--- BEGIN ---

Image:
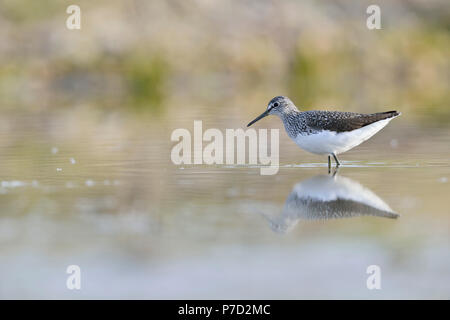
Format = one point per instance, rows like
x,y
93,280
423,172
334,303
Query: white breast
x,y
326,142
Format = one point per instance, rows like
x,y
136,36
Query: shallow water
x,y
100,191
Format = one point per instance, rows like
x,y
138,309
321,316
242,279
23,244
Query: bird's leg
x,y
335,172
336,159
329,164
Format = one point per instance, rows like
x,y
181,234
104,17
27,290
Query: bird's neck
x,y
292,121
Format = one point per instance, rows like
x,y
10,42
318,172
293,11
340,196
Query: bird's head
x,y
277,106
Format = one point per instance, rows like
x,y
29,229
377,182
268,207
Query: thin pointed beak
x,y
264,114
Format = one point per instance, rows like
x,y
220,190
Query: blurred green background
x,y
85,168
134,56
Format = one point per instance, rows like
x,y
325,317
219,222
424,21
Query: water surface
x,y
100,191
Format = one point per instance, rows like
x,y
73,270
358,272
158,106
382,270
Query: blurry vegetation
x,y
145,79
147,55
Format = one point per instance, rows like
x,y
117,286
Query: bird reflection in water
x,y
326,197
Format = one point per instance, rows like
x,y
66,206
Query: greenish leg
x,y
329,164
336,159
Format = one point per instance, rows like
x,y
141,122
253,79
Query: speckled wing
x,y
343,121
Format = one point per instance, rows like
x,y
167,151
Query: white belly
x,y
327,142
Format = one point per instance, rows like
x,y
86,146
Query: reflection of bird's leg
x,y
336,159
335,172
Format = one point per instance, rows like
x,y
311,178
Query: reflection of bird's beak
x,y
264,114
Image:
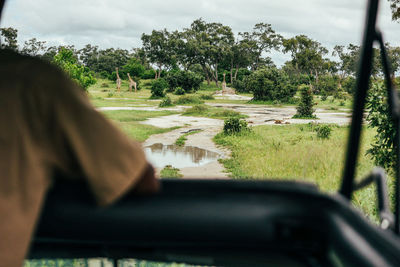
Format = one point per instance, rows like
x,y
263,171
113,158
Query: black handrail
x,y
371,34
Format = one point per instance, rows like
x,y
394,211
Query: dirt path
x,y
209,128
258,115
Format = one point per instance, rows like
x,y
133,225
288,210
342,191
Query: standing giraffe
x,y
131,82
118,80
224,85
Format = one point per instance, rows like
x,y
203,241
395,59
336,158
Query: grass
x,y
182,139
294,152
170,172
128,122
212,112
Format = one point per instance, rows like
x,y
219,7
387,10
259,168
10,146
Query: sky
x,y
120,23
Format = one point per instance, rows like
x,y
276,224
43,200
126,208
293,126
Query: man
x,y
48,124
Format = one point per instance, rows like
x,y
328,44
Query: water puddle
x,y
179,157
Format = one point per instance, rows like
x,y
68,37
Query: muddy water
x,y
179,157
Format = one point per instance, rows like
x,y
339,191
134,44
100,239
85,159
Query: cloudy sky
x,y
120,23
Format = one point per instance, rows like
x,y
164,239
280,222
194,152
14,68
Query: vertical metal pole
x,y
364,72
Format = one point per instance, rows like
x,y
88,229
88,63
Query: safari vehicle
x,y
236,223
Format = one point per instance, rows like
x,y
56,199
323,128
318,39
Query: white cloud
x,y
120,23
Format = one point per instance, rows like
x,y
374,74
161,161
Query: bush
x,y
188,100
179,91
381,150
234,126
188,80
149,74
305,107
270,84
196,109
207,97
327,84
66,60
323,131
239,86
158,88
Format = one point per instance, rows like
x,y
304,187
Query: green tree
x,y
67,61
379,118
8,38
305,107
157,47
395,6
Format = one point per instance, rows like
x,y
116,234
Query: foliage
x,y
270,84
381,150
188,80
323,131
66,60
207,97
349,85
179,91
327,84
170,172
305,107
10,37
182,139
158,88
188,100
235,125
166,102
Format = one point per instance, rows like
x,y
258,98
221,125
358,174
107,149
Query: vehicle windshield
x,y
223,89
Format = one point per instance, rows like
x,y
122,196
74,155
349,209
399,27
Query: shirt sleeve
x,y
111,162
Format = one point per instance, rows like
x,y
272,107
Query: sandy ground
x,y
203,139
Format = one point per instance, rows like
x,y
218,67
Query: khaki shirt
x,y
47,123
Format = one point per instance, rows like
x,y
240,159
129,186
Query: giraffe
x,y
131,83
118,80
224,85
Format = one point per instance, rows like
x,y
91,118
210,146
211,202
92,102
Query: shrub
x,y
188,100
324,131
158,88
179,91
349,85
188,80
239,86
305,107
270,84
166,102
66,60
234,126
207,97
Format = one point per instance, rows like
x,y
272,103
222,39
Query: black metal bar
x,y
364,72
393,101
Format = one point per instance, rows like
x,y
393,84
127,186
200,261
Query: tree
x,y
262,40
307,55
33,47
395,6
270,84
67,60
10,38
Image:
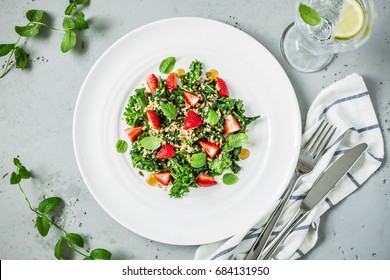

--- END ---

**The task:** Locate every line in the listing above that contains the word "giraffe" and copy each one out in full.

**Exercise solution:**
Query: standing giraffe
Query: giraffe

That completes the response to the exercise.